> **DOCUMENT TEXT**
So, coming back to us now, who aim to provide this liquidity in these CLMM Dexes and explain why it is not “net negative” for the price performance of the IOTA tokens, as implied in the comment?

A trader who follows a plan and strategy will only enter into such a large volume trade if he can be sure that he can:

  • enter the trade at his determined favored price point - meaning if he wants to buy at the current displayed price, he needs to be sure that he actually can buy the number of IOTA tokens he plans to purchase at this specific price and that his trading activity of starting to buy does not create so much slippage and therefore upward price movement, that he is unable to purchase at his determined price (ends up paying more / getting less IOTA for his stablecoin due to slippage)
  • exit the trade (sell the IOTA Tokens) at his determined exit point for a profit - again, the trader needs to be sure that at his determined exit price, enough Liquidity is present to exchange his purchased IOTA tokens back to Stablecoin
  • Exit the trade in case the price does not follow his prediction at his determined invalidation point so the trader would “cut his losses” and sell his previously purchased IOTA tokens at a lower price to avoid larger losses.

Example: Current Liquidity in all available price ranges for IOTA/USDC on MagicSea Dex:

To execute such a trade plan, you need to ensure that enough “counterparty” liquidity exists on all of your three (or more) trading points so that these trades can actually occur at the price point the trader wishes without slippage.

A (rough) Example:

  • Trader has 1 million USDC and want to buy IOTA at 0,20$
  • Trader wants to sell his position at 0,25$ for a profit of 25%
  • Trader has an invalidation Risk Ratio of 2R, which means he is willing to risk 12,5% of his capital to make a 25% profit. This puts his invalidation price at 0,175$

Needed Liquidity to facilitate this trade plan:

  • more than 5 million IOTA at 0,20$ price range
  • more than 1,25 million USDC at 0,25$ price range
  • more than 875.000 USDC at 0,175$ price range

If the trader does not see these minimum requirements fulfilled, he will (very likely) not enter into this trade to buy IOTA for 1 million USD.

> **WRITTEN INSTRUCTION A**
Count the lines of the records that contain the string "SELECT". State only the number.

> **DATA**
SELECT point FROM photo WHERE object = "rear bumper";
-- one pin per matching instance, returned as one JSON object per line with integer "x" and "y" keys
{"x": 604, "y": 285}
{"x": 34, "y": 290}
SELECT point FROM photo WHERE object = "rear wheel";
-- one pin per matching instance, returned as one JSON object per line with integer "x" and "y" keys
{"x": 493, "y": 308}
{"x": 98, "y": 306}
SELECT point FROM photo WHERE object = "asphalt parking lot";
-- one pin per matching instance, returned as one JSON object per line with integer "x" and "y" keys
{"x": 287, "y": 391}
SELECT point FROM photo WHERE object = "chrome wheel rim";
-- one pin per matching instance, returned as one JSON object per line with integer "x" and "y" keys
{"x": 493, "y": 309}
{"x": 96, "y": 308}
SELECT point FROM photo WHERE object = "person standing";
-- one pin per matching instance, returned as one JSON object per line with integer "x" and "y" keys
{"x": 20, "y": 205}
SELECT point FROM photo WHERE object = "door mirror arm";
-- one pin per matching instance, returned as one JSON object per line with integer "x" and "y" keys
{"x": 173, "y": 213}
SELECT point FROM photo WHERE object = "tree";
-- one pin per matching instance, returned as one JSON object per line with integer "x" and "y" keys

> **WRITTEN INSTRUCTION B**
Print everything in the passage on IOTA liquidity from "Needed Liquidity to" down to "1 million USD.", copied word for word.

> **WRITTEN SOLUTION A**
7

> **WRITTEN SOLUTION B**
Needed Liquidity to facilitate this trade plan:

  • more than 5 million IOTA at 0,20$ price range
  • more than 1,25 million USDC at 0,25$ price range
  • more than 875.000 USDC at 0,175$ price range

If the trader does not see these minimum requirements fulfilled, he will (very likely) not enter into this trade to buy IOTA for 1 million USD.